(Items for identifying locations)

• • •

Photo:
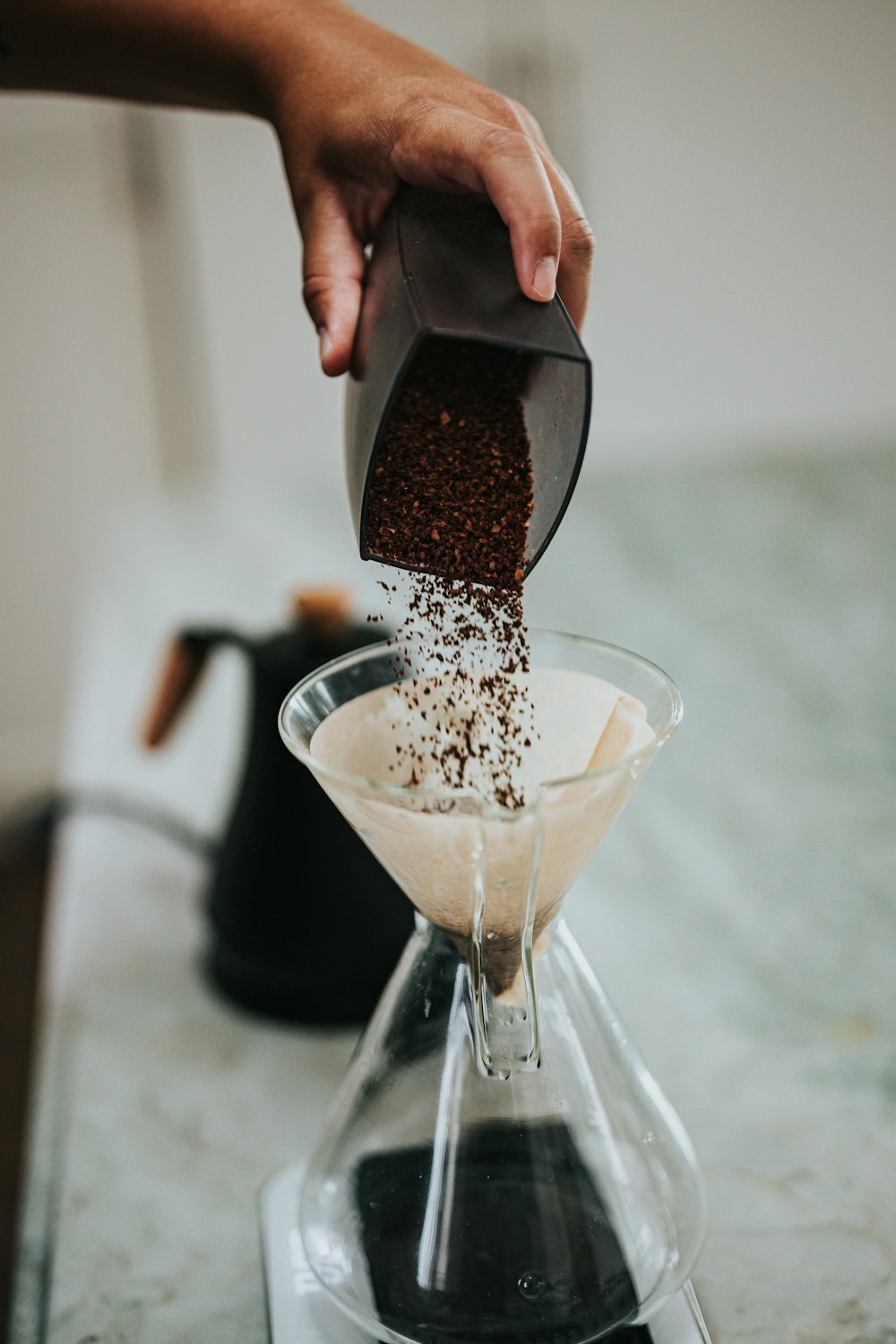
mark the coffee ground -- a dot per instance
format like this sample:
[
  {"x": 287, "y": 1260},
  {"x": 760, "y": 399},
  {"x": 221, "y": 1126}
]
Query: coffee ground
[
  {"x": 450, "y": 500},
  {"x": 452, "y": 491}
]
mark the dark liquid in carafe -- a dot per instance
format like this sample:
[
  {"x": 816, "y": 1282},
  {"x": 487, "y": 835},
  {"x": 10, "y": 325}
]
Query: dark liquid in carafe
[{"x": 527, "y": 1255}]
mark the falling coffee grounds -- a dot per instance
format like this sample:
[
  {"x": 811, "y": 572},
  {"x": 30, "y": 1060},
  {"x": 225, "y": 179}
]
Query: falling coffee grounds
[{"x": 452, "y": 500}]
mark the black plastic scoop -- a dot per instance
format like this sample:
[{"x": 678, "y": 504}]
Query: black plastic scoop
[{"x": 441, "y": 268}]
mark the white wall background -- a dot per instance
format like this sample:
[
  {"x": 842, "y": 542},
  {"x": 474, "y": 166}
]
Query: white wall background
[{"x": 737, "y": 159}]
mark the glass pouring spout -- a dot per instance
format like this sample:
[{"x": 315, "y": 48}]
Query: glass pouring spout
[{"x": 500, "y": 1166}]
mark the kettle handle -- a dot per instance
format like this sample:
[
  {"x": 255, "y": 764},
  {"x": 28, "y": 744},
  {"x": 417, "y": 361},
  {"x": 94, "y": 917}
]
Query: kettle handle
[{"x": 179, "y": 675}]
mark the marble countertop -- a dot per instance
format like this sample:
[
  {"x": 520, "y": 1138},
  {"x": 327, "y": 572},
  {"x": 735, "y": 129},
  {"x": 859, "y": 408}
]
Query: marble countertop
[{"x": 742, "y": 914}]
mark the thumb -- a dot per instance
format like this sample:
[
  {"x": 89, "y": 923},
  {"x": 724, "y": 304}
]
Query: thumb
[{"x": 332, "y": 273}]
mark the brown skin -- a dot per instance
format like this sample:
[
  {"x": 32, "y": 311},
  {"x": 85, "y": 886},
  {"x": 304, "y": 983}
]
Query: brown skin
[{"x": 357, "y": 109}]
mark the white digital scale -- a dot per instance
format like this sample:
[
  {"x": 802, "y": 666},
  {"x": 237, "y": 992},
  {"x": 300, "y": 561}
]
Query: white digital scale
[{"x": 300, "y": 1312}]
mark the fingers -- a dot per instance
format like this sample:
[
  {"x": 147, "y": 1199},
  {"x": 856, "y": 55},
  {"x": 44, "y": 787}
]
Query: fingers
[
  {"x": 332, "y": 271},
  {"x": 549, "y": 237},
  {"x": 576, "y": 247}
]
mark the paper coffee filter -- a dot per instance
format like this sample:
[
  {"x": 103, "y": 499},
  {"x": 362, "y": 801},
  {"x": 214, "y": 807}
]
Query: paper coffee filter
[{"x": 452, "y": 860}]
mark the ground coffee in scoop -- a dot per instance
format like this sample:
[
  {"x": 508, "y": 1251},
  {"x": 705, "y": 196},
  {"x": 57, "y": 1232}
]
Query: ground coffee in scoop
[{"x": 452, "y": 500}]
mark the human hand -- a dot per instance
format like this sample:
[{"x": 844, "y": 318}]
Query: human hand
[{"x": 359, "y": 112}]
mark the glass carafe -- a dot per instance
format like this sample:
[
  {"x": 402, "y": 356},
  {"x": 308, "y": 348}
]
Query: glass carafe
[{"x": 498, "y": 1164}]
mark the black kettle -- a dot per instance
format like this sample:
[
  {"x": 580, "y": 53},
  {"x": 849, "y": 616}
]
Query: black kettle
[{"x": 306, "y": 924}]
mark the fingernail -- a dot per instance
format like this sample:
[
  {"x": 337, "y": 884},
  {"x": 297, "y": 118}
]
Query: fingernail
[{"x": 544, "y": 281}]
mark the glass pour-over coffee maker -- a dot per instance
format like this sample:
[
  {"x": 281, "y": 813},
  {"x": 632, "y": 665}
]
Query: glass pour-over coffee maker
[{"x": 498, "y": 1166}]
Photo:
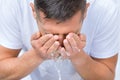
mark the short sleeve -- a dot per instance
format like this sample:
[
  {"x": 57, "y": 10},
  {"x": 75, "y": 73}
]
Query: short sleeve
[
  {"x": 10, "y": 21},
  {"x": 106, "y": 42}
]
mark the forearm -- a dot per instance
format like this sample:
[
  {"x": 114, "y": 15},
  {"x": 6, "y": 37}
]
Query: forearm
[
  {"x": 90, "y": 69},
  {"x": 17, "y": 68}
]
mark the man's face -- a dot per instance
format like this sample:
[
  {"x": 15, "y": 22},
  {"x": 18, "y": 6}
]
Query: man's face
[{"x": 50, "y": 26}]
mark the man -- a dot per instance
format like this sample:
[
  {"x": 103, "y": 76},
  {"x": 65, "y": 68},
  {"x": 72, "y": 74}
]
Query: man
[{"x": 59, "y": 25}]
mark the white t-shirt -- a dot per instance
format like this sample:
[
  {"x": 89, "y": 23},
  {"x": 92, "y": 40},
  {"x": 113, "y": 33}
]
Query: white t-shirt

• • •

Exercise prompt
Turn every line of the entries above into a numbered list, skipping any blank lines. Leave the pictures out.

Answer
1. Photo:
2. mark the coffee ground -- a dot per instance
3. format like this sample:
4. [
5.   {"x": 287, "y": 1260},
6.   {"x": 760, "y": 399},
7.   {"x": 221, "y": 1126}
8. ]
9. Query: coffee ground
10. [
11.   {"x": 450, "y": 500},
12.   {"x": 452, "y": 491}
13. ]
14. mark the dark liquid in carafe -- a dot per instance
15. format like this sample:
16. [
17.   {"x": 816, "y": 1282},
18.   {"x": 487, "y": 835},
19.   {"x": 10, "y": 325}
20. ]
21. Query: dark liquid in carafe
22. [{"x": 527, "y": 1255}]
23. mark the falling coffee grounds -- a dot per instance
24. format like this sample:
25. [
26.   {"x": 811, "y": 572},
27.   {"x": 30, "y": 1060},
28.   {"x": 225, "y": 179}
29. ]
30. Query: falling coffee grounds
31. [{"x": 452, "y": 500}]
32. mark the black plastic scoop -- a dot per instance
33. format like this sample:
34. [{"x": 678, "y": 504}]
35. Query: black plastic scoop
36. [{"x": 441, "y": 268}]
37. mark the white wall background -- a dot per instance
38. format like this sample:
39. [
40.   {"x": 842, "y": 542},
41.   {"x": 474, "y": 166}
42. ]
43. Query: white wall background
44. [{"x": 737, "y": 159}]
45. mark the glass pouring spout -- a dot per instance
46. format like this sample:
47. [{"x": 315, "y": 48}]
48. Query: glass pouring spout
49. [{"x": 500, "y": 1166}]
50. mark the kettle handle -- a dot per instance
51. format like this sample:
52. [
53.   {"x": 255, "y": 764},
54.   {"x": 28, "y": 744},
55.   {"x": 417, "y": 361},
56.   {"x": 94, "y": 917}
57. ]
58. Query: kettle handle
59. [{"x": 179, "y": 675}]
60. mark the marble countertop -- a dot per instance
61. format like this sample:
62. [
63.   {"x": 520, "y": 1138},
64.   {"x": 327, "y": 572},
65.   {"x": 735, "y": 129},
66.   {"x": 859, "y": 408}
67. ]
68. Query: marble countertop
69. [{"x": 742, "y": 914}]
70. mark the thumb -- a dot per instance
71. format like this sample:
72. [
73.   {"x": 89, "y": 923},
74.   {"x": 724, "y": 304}
75. ]
76. Query: thumb
77. [{"x": 332, "y": 273}]
78. mark the brown skin -- a dot per instance
79. format like this sample:
80. [
81.   {"x": 32, "y": 311},
82.   {"x": 85, "y": 886},
83.   {"x": 304, "y": 983}
84. ]
85. Query: brown skin
86. [{"x": 357, "y": 109}]
87. mark the white digital scale -- a dot per instance
88. format like this sample:
89. [
90.   {"x": 802, "y": 666},
91.   {"x": 237, "y": 992},
92.   {"x": 300, "y": 561}
93. ]
94. Query: white digital scale
95. [{"x": 300, "y": 1312}]
96. mark the fingers -- a dot per instance
97. format like this sample:
98. [
99.   {"x": 147, "y": 1199},
100.   {"x": 856, "y": 55},
101.   {"x": 44, "y": 787}
102. ]
103. Query: fingers
104. [
105.   {"x": 332, "y": 271},
106.   {"x": 549, "y": 237},
107.   {"x": 576, "y": 247}
108. ]
109. mark the paper coffee filter -- a dot per instance
110. format like this sample:
111. [
112.   {"x": 103, "y": 499},
113.   {"x": 362, "y": 801},
114.   {"x": 214, "y": 807}
115. ]
116. Query: paper coffee filter
117. [{"x": 452, "y": 860}]
118. mark the ground coffee in scoop -- a dot per instance
119. format like this sample:
120. [
121.   {"x": 508, "y": 1251},
122.   {"x": 705, "y": 196},
123.   {"x": 57, "y": 1232}
124. ]
125. Query: ground coffee in scoop
126. [{"x": 452, "y": 500}]
127. mark the human hand -- a dot per instance
128. format like this sample:
129. [{"x": 844, "y": 318}]
130. Query: human hand
131. [{"x": 359, "y": 112}]
132. mark the glass carafe -- a dot per instance
133. format like this sample:
134. [
135.   {"x": 402, "y": 356},
136.   {"x": 308, "y": 348}
137. ]
138. Query: glass carafe
139. [{"x": 498, "y": 1164}]
140. mark the black kettle -- a dot per instance
141. format like this sample:
142. [
143.   {"x": 580, "y": 53},
144.   {"x": 849, "y": 616}
145. ]
146. Query: black kettle
147. [{"x": 306, "y": 924}]
148. mark the fingernail -- a dot per instance
149. format like this sample:
150. [
151.   {"x": 337, "y": 884},
152.   {"x": 297, "y": 118}
153. ]
154. Query: fingernail
155. [{"x": 544, "y": 281}]
156. mark the glass pour-over coffee maker -- a dot per instance
157. format like this sample:
158. [
159.   {"x": 281, "y": 813},
160.   {"x": 632, "y": 665}
161. ]
162. Query: glass pour-over coffee maker
163. [{"x": 498, "y": 1166}]
164. Photo:
165. mark the short sleeve -- a dot per instance
166. format like this sample:
167. [
168.   {"x": 57, "y": 10},
169.   {"x": 75, "y": 73}
170. ]
171. Query: short sleeve
172. [
173.   {"x": 10, "y": 21},
174.   {"x": 106, "y": 42}
175. ]
176. mark the forearm -- a dot per instance
177. format like this sample:
178. [
179.   {"x": 114, "y": 15},
180.   {"x": 6, "y": 37}
181. ]
182. Query: forearm
183. [
184.   {"x": 90, "y": 69},
185.   {"x": 17, "y": 68}
186. ]
187. mark the man's face -- a dot per instance
188. format like this sample:
189. [
190.   {"x": 15, "y": 22},
191.   {"x": 18, "y": 6}
192. ]
193. Query: man's face
194. [{"x": 50, "y": 26}]
195. mark the man -- a dot per instance
196. format like this sample:
197. [
198.   {"x": 103, "y": 76},
199.   {"x": 65, "y": 68},
200.   {"x": 72, "y": 74}
201. ]
202. Query: man
203. [{"x": 59, "y": 25}]
204. mark the white t-shirt -- a dot per instance
205. format like this sample:
206. [
207.   {"x": 89, "y": 23},
208.   {"x": 92, "y": 40},
209.   {"x": 113, "y": 33}
210. ]
211. Query: white t-shirt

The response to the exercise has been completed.